* MATERIAL TO PROCESS

::::::::::

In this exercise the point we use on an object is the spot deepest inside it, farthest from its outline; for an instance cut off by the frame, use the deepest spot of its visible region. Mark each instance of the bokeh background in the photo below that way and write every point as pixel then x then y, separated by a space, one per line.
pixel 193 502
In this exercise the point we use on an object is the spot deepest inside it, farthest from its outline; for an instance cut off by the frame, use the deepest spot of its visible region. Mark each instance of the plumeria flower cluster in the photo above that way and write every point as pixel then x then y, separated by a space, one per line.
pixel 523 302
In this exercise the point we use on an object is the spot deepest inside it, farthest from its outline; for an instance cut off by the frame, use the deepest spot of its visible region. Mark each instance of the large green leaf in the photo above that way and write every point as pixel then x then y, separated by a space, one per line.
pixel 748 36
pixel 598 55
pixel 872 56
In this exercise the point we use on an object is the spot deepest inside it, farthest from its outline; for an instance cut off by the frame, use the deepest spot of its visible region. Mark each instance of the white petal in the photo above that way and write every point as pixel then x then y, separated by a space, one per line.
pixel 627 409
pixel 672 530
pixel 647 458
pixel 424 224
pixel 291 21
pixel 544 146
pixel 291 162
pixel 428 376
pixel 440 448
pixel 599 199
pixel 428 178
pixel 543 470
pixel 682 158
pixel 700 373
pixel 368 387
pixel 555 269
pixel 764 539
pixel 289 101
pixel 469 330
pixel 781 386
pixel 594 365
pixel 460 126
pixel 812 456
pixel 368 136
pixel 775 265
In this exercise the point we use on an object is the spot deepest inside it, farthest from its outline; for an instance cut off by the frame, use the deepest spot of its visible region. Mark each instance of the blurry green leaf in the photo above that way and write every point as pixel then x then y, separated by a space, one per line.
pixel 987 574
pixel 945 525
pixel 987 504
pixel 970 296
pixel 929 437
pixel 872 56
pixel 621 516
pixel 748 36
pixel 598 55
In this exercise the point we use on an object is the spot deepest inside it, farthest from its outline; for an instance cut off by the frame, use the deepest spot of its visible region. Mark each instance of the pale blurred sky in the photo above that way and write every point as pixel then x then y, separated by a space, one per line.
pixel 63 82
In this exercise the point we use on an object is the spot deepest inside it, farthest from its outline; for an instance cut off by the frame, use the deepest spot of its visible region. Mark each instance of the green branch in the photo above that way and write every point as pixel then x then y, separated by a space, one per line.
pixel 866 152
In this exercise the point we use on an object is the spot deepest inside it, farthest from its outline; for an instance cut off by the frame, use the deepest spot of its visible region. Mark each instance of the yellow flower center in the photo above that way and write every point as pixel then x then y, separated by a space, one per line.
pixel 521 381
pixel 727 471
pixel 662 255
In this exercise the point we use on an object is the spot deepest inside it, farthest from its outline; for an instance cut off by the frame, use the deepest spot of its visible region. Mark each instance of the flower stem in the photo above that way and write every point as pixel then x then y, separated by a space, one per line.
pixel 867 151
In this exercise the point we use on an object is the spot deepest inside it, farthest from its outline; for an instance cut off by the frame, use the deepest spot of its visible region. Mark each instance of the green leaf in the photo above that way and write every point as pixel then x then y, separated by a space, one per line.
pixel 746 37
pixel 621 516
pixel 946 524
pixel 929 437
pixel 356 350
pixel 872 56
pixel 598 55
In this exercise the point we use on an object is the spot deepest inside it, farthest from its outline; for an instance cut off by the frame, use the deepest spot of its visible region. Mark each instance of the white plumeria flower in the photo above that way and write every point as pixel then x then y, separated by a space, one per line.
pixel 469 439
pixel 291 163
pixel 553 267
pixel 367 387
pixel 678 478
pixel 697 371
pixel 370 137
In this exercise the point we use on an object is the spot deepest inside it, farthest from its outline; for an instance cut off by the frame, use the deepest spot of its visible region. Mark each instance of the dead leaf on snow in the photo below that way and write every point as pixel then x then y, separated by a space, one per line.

::::::::::

Retype all of the records above word for word, keeping every line in its original order.

* CORRECT RESPONSE
In this exercise the point we use on an object is the spot deepest inside it, farthest from its outline; for an instance cut off by the frame, use the deepest spot of its visible region. Mark each instance of the bokeh background in the photo below that way and write every point as pixel then x then y, separated by a space, one per line.
pixel 193 502
In this exercise the point we use on an object is the spot deepest inside it, farthest from its outline; for an instance cut off by the frame, use the deepest spot of its visible region. Mark each instance of the plumeria flower cluster in the photo above that way and write every point as pixel then x then y, separated by a space, one per line.
pixel 523 302
In this exercise the point we use on an object is the spot deepest inside it, farthest from its outline; for an instance cut off by the frame, use the deepest spot of its visible region. Mark each instance of the large green leaf in the photo above that way and write every point as pixel then x then y, separated by a space, one per line.
pixel 748 36
pixel 598 55
pixel 872 56
In this exercise the point we use on an object is the spot deepest inside it, farthest from its outline; for an instance cut off by the frame, use the deepest spot of its visible region. Mark each instance of the white petal in the photo above that way and write every point as pixel then x then y, separated by a space, one per line.
pixel 627 409
pixel 672 530
pixel 647 458
pixel 424 224
pixel 291 21
pixel 544 146
pixel 291 162
pixel 428 376
pixel 440 448
pixel 599 199
pixel 428 178
pixel 543 470
pixel 682 158
pixel 700 373
pixel 368 387
pixel 555 269
pixel 764 539
pixel 289 101
pixel 469 330
pixel 781 386
pixel 594 365
pixel 460 126
pixel 812 456
pixel 368 136
pixel 775 265
In this exercise the point we use on an object is the spot deepest inside it, farthest from its outline; for an instance cut off by the frame, use the deepest spot of its visible region. Mark each instance of the blurry green leaf in the photo above that way and write every point as pixel then x then y, separated by a space, one per line.
pixel 987 574
pixel 945 525
pixel 987 504
pixel 970 296
pixel 929 437
pixel 872 56
pixel 621 516
pixel 748 36
pixel 598 55
In this exercise the point we use on an object is the spot deepest inside it, farthest from its outline; for an instance cut off by the frame, use the deepest spot of its visible region. Mark each instance of the pale blurred sky in the photo above that way and write every point as pixel then x then y, separated by a space, one per line.
pixel 63 82
In this exercise the point we use on an object is the spot deepest inside it, farthest from its outline; for an instance cut off by the frame, use the deepest spot of its visible region. Mark each instance of the green branch in the photo above that way and write every point as pixel then x then y, separated by a space, one per line.
pixel 866 152
In this exercise the point we use on an object is the spot deepest inside it, farthest from its outline; for an instance cut off by the frame, use the deepest spot of its visible region. Mark each instance of the yellow flower center in the photo above that way and write every point as pixel then x then y, separated by a space, one per line.
pixel 521 381
pixel 727 471
pixel 662 255
In this exercise the point we use on an object is the spot deepest inside it, farthest from its outline; for an instance cut off by the frame, use the deepest spot of its visible region. Mark each instance of the flower stem in the photo above that way and write every point as pixel then x then y, separated by a space, one per line.
pixel 867 151
In this exercise the point we use on an object is the spot deepest inside it, farthest from its outline; for an instance cut off by the frame, use the deepest spot of its visible region. Mark each instance of the green leaf in the photo above that way and write every point as pixel then x then y, separated by a space, one per line.
pixel 746 37
pixel 621 516
pixel 946 524
pixel 929 437
pixel 356 350
pixel 872 56
pixel 598 55
In this exercise the point we use on an object is the spot deepest inside it, farthest from its outline; for an instance cut off by the frame, use the deepest spot of its visible region. Mark each instance of the white plumeria flower in the photo above that way and write every point as pixel then x then y, separated by a space, one per line.
pixel 469 439
pixel 291 163
pixel 553 267
pixel 367 387
pixel 678 478
pixel 697 371
pixel 370 137
In this exercise the point we use on an object is the spot deepest inside it, farthest from its outline; for an instance cut off by the frame, use the deepest spot of its visible region. Mark each instance of the dead leaf on snow in the photo below that way and write every point as pixel then x then y, separated by a space, one per line.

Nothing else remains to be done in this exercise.